Task directions: Please read the forum thread below and answer: according to Ironlight, how would the stain have to be removed?

Excerpted passage:
* start *
I think if you put a satin sheen- not a gloss- it will mellow it a bit. If you want to add just a little of your stain in the finish, ( not so much that you are graining with the brush) it will soften the look a bit also. But if the color overall is acceptable to you, I'd go with it.


----------



## LidoGirl (Oct 21, 2011)

The contrast is too much, they are too rustic looking for me. I wanted a more contemporary look. The pictures don't look as bad as they do in person either, there's a lot of splotches and stains that showed up that I expected the dark color to hide. Thanks for all the advice, i wish I liked them as much as you guys do .


----------



## Matthewt1970 (Sep 16, 2008)

jsheridan said:


> When we did we start recommending standard trim enamel on a surface to be walked on? Did I miss a memo? lol I suggest a porch and floor enamel.


This. And even the floor enamel in OIL will eventually chip. If it were me I would opt for a 2 part epoxy and NOT the water based version. Now you have to wory about traction. Have you considered carpet?


----------



## Ironlight (Apr 13, 2011)

More coats! Let it sit! Seriously, that will reduce the contrast because the darker areas will not get much darker while the lighter parts will. At the very least try a few more coats on one step to see if it improves it more to your liking.

And the poly on top of it will darken it and decrease the contrast a bit as well. Tinting the poly will help further in that respect.

As for removing it, you'd need to sand it out. Stain penetrates the wood. You need to remove the stained wood, essentially.


----------



## jsheridan (Jan 30, 2011)

Matthewt1970 said:


> This. And even the floor enamel in OIL will eventually chip. If it were me I would opt for a 2 part epoxy and NOT the water based version. Now you have to wory about traction. Have you considered carpet?


Matt, BM latex floor enamel is expoy fortified, I doubt if it would chip with a good bonding primer under it.


----------



## Brushjockey (Mar 8, 2011)

If you don't mind it being overall darker- I think tinted varnish is your best bet for getting a subtler contrast.


----------



## jsheridan (Jan 30, 2011)

The only problem with more coats of stain, and this from discussions with floor guys, is that the successive coats of stain will not penetrate and will not adhere. Once the clear coat goes over and bonds to the unbonded stain, the possibility of chipping is real. I only know this because I did a job once (for an employer) where multiple coats of stain were called for and in a discussion with a floor finisher he told me that he wouldn't guarantee it for that reason. He encounters similar situations doing floors.


----------



## Ironlight (Apr 13, 2011)

jsheridan said:


> The only problem with more coats of stain, and this from discussions with floor guys, is that the successive coats of stain will not penetrate and will not adhere. Once the clear coat goes over and bonds to the unbonded stain, the possibility of chipping is real. I only know this because I did a job once (for an employer) where multiple coats of stain were called for and in a discussion with a floor finisher he told me that he wouldn't guarantee it for that reason. He encounters similar situations doing floors.


Interesting. I never would have guessed. 

I guess it begs the question of whether you can rub down the stain with something to make it soluble again, such as acetone (with adequate precautions) and then add that extra coat or two. Perhaps not.
* end *
Supplied entries:
* start *
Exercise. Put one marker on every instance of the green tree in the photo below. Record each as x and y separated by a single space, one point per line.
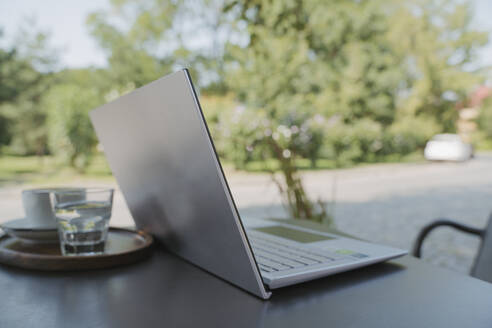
71 136
307 60
382 76
436 44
* end *
Task solution: It would have to be sanded out, because stain penetrates the wood and the stained wood itself must be removed.